** START Extracted records **

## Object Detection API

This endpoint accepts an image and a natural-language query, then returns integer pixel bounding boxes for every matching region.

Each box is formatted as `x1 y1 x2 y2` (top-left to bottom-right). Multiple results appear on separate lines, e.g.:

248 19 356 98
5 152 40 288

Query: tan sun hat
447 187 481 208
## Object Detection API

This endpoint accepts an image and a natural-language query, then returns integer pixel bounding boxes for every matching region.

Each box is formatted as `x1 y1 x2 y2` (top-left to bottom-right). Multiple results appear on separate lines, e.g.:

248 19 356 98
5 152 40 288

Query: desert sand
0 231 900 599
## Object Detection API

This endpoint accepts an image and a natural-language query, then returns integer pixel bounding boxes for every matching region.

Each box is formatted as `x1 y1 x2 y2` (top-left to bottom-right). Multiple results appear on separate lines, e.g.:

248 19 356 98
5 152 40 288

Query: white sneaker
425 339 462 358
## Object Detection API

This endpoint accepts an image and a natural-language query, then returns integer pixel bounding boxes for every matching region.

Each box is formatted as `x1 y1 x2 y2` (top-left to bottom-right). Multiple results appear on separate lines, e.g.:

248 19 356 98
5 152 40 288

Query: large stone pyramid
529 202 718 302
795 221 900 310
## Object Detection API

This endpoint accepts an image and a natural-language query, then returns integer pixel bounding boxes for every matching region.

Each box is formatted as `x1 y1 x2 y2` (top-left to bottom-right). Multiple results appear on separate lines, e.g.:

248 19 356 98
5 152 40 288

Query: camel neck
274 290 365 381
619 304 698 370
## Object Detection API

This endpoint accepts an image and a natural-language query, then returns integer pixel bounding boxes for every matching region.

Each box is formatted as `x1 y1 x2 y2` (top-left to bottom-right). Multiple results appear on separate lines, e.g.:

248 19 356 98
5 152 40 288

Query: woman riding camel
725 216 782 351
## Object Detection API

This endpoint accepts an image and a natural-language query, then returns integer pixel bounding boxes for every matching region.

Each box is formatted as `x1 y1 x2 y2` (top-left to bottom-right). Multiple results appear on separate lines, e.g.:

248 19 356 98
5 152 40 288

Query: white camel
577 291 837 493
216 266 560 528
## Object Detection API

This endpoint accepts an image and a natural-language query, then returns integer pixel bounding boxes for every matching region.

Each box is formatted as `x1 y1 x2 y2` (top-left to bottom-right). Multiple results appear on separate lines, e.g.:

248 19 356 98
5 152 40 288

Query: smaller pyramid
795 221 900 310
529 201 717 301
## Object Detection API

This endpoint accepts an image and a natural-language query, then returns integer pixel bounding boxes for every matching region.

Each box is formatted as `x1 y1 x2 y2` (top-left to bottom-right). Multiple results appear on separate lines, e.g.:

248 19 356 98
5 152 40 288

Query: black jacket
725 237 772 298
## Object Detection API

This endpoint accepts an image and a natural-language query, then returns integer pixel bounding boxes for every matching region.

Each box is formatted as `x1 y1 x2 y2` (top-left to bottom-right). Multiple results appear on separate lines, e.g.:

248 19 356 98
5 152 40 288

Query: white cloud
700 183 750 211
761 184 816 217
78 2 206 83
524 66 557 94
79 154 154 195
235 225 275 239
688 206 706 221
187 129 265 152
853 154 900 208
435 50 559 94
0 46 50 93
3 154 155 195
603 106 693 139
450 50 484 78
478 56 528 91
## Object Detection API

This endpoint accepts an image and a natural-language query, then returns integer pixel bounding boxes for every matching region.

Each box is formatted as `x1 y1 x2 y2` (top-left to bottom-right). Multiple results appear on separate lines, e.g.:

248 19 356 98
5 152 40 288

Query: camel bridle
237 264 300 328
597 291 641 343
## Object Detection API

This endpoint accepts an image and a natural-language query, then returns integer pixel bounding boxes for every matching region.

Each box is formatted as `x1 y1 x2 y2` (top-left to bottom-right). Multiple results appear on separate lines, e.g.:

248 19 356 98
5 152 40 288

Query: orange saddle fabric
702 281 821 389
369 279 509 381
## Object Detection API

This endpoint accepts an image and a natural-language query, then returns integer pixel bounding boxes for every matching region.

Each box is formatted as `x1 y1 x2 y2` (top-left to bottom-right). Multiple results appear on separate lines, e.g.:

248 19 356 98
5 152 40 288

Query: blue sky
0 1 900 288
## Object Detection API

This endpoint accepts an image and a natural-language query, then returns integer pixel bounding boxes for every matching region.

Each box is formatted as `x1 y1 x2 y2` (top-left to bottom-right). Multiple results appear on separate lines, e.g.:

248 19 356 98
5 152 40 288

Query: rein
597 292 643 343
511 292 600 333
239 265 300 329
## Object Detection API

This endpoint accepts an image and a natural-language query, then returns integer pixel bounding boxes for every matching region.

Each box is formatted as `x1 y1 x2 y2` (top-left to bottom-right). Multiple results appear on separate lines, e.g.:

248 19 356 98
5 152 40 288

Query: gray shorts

** END Extracted records **

Rewrite the stretch of material from its start through the line containing "425 339 462 358", keeping every line, and shift each bounding-box coordinate in the answers up by 91. All other numbers stay as they are.

** Answer to the task **
## Object Detection API

This endpoint accepts an image and a natural-language query, then returns integer pixel bounding boxes for every matching region.

Each box is formatted as `x1 y1 x2 y2` (top-left to bottom-right). Multiple results appear on separate lines, e.g.:

248 19 356 98
5 152 40 288

Query: tan sun hat
538 278 572 299
## Object Detection API

This endpoint accepts an image and a natural-language query, then returns integer pixel bounding boxes for every matching region.

Each box is formatted as `x1 y1 x2 y2` (top-left to bottom-right). Multiple results appear on separate lines, e.g.:

248 19 356 98
5 152 40 288

Query: desert sand
91 322 991 690
## Object Detection API

This endpoint accepts an image and a natural-language query, then returns integer pixel bounding boxes for every matching region.

Each box is formatted as `x1 y1 x2 y2` (top-left to bottom-right). Multiple results appear on separate lines, e.g.:

248 19 356 98
5 152 40 288

Query: white sneaker
516 430 553 449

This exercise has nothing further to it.